Description of the task:
Nothing in the data may be altered as it is transcribed.

Stored records
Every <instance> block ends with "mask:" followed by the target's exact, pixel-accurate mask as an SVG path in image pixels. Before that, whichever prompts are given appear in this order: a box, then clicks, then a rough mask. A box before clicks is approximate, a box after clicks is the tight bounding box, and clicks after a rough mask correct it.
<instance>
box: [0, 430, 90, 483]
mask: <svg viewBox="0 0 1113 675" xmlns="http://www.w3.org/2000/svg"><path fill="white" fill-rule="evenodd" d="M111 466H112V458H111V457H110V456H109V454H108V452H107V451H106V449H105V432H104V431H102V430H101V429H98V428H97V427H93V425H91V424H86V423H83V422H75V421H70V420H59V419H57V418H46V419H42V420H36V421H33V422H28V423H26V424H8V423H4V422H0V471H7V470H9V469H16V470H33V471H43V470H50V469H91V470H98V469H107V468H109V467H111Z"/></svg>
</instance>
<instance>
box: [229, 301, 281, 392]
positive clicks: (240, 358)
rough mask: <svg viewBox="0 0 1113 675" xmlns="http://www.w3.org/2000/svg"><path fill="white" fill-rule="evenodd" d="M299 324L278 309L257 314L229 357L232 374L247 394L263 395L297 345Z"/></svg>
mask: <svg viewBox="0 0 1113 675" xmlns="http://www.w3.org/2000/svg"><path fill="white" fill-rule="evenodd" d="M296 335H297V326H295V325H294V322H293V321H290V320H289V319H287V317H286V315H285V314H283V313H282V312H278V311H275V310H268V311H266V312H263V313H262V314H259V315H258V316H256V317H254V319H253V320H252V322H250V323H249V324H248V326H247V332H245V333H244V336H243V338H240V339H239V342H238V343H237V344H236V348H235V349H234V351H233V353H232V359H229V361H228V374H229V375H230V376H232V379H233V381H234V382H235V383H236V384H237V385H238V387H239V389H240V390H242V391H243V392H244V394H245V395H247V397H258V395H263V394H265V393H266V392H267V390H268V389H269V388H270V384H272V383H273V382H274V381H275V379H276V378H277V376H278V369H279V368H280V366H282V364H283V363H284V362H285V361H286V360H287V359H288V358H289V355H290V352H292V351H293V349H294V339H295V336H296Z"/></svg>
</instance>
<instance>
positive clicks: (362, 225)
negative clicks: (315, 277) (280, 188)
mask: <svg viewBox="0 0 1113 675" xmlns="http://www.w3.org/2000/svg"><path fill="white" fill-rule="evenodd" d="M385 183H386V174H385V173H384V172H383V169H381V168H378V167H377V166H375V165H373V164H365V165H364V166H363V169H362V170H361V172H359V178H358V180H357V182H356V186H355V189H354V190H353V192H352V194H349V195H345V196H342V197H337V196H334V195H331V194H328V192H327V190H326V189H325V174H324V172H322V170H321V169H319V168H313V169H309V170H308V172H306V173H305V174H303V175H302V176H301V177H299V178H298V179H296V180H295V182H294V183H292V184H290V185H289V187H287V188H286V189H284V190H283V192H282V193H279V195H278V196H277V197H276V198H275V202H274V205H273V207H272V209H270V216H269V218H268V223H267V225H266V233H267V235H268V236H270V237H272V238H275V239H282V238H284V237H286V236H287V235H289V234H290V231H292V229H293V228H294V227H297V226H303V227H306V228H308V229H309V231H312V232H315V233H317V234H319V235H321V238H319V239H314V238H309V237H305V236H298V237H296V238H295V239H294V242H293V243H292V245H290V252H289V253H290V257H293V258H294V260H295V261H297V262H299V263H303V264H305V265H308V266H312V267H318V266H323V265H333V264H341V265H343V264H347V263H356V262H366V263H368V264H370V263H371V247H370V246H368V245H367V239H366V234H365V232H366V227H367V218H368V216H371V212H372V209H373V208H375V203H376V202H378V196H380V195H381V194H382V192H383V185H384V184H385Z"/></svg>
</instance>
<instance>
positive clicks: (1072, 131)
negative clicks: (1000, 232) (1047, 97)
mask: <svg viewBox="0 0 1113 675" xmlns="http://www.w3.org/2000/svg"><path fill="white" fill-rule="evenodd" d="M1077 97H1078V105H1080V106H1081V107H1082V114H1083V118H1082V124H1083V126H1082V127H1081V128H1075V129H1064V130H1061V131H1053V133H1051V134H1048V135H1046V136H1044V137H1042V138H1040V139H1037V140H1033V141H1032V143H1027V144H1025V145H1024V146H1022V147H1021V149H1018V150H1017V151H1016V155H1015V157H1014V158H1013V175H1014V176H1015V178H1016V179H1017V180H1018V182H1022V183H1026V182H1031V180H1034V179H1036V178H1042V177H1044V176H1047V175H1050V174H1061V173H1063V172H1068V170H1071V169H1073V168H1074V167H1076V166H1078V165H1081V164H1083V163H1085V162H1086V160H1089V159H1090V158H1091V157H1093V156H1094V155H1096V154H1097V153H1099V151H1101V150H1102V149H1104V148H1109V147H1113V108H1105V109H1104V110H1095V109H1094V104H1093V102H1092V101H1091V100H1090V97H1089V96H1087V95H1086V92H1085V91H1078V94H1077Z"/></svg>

Reply to the exercise:
Every <instance> block ends with "mask:" followed by the target's exact, pixel-accurate mask as an SVG path in image pixels. Before that, whichever prompts are given appear in this order: a box, then clicks, then a rough mask. A box before clicks is approximate, a box after clicks is the tight bounding box, and clicks after a rough mask correct it.
<instance>
box: [0, 430, 90, 483]
mask: <svg viewBox="0 0 1113 675" xmlns="http://www.w3.org/2000/svg"><path fill="white" fill-rule="evenodd" d="M111 466H112V458H111V457H110V456H109V454H108V452H107V451H106V449H105V432H104V431H102V430H101V429H98V428H97V427H93V425H91V424H86V423H83V422H75V421H70V420H59V419H57V418H46V419H42V420H36V421H33V422H28V423H26V424H8V423H4V422H0V471H7V470H9V469H16V470H33V471H43V470H50V469H91V470H98V469H107V468H109V467H111Z"/></svg>
</instance>
<instance>
box: [229, 301, 281, 392]
positive clicks: (240, 358)
rough mask: <svg viewBox="0 0 1113 675" xmlns="http://www.w3.org/2000/svg"><path fill="white" fill-rule="evenodd" d="M299 324L278 309L257 314L229 357L232 374L247 394L263 395L297 345Z"/></svg>
mask: <svg viewBox="0 0 1113 675" xmlns="http://www.w3.org/2000/svg"><path fill="white" fill-rule="evenodd" d="M296 335H297V326H295V325H294V322H293V321H290V320H289V319H287V317H286V315H285V314H283V313H282V312H278V311H275V310H268V311H266V312H263V313H262V314H259V315H258V316H256V317H254V319H253V320H252V322H250V323H249V324H248V326H247V332H245V333H244V336H243V338H240V339H239V342H238V343H237V344H236V348H235V349H234V351H233V353H232V359H229V361H228V374H229V375H230V376H232V379H233V381H234V382H235V383H236V384H237V385H238V387H239V389H240V390H242V391H243V392H244V394H245V395H247V397H258V395H263V394H265V393H266V392H267V390H268V389H269V388H270V384H272V383H273V382H274V381H275V379H276V378H277V376H278V369H279V368H280V366H282V364H283V363H284V362H285V361H286V360H287V359H288V358H289V355H290V352H292V351H293V349H294V339H295V336H296Z"/></svg>
</instance>
<instance>
positive clicks: (362, 225)
negative clicks: (315, 277) (280, 188)
mask: <svg viewBox="0 0 1113 675" xmlns="http://www.w3.org/2000/svg"><path fill="white" fill-rule="evenodd" d="M385 183H386V174H385V173H384V172H383V169H381V168H378V167H377V166H375V165H373V164H365V165H364V166H363V169H362V170H361V172H359V178H358V180H357V182H356V186H355V189H354V190H353V192H352V194H349V195H345V196H342V197H337V196H334V195H331V194H328V192H327V190H326V189H325V174H324V172H322V170H321V169H319V168H313V169H309V170H308V172H306V173H305V174H303V175H302V176H301V177H299V178H298V179H296V180H295V182H294V183H292V184H290V185H289V187H287V188H286V189H284V190H283V192H282V193H279V195H278V196H277V197H276V198H275V202H274V205H273V207H272V209H270V216H269V218H268V223H267V225H266V233H267V235H268V236H270V237H272V238H275V239H282V238H284V237H286V236H287V235H289V234H290V231H292V229H293V228H294V227H297V226H303V227H306V228H308V229H309V231H312V232H315V233H317V234H319V235H321V238H319V239H314V238H309V237H305V236H298V237H296V238H295V239H294V242H293V243H292V245H290V252H289V253H290V257H293V258H294V260H295V261H297V262H299V263H303V264H305V265H308V266H312V267H318V266H323V265H333V264H341V265H343V264H347V263H356V262H366V263H368V264H370V263H371V247H370V246H368V245H367V239H366V234H365V232H366V227H367V218H368V216H371V212H372V209H373V208H375V203H376V202H378V196H380V195H381V194H382V192H383V185H384V184H385Z"/></svg>
</instance>
<instance>
positive clicks: (1072, 131)
negative clicks: (1000, 232) (1047, 97)
mask: <svg viewBox="0 0 1113 675" xmlns="http://www.w3.org/2000/svg"><path fill="white" fill-rule="evenodd" d="M1077 97H1078V105H1080V106H1081V107H1082V114H1083V118H1082V124H1083V126H1082V127H1081V128H1075V129H1064V130H1061V131H1053V133H1051V134H1048V135H1046V136H1044V137H1042V138H1040V139H1037V140H1033V141H1032V143H1027V144H1025V145H1024V146H1022V147H1021V149H1018V150H1017V151H1016V155H1015V157H1014V158H1013V175H1014V176H1015V178H1016V179H1017V180H1018V182H1022V183H1026V182H1031V180H1034V179H1036V178H1042V177H1044V176H1047V175H1050V174H1061V173H1063V172H1068V170H1071V169H1073V168H1074V167H1076V166H1078V165H1081V164H1083V163H1085V162H1086V160H1089V159H1090V158H1091V157H1093V156H1094V155H1096V154H1097V153H1099V151H1101V150H1102V149H1104V148H1109V147H1113V108H1105V109H1104V110H1095V109H1094V104H1093V102H1092V101H1091V100H1090V97H1089V96H1087V95H1086V92H1085V91H1078V94H1077Z"/></svg>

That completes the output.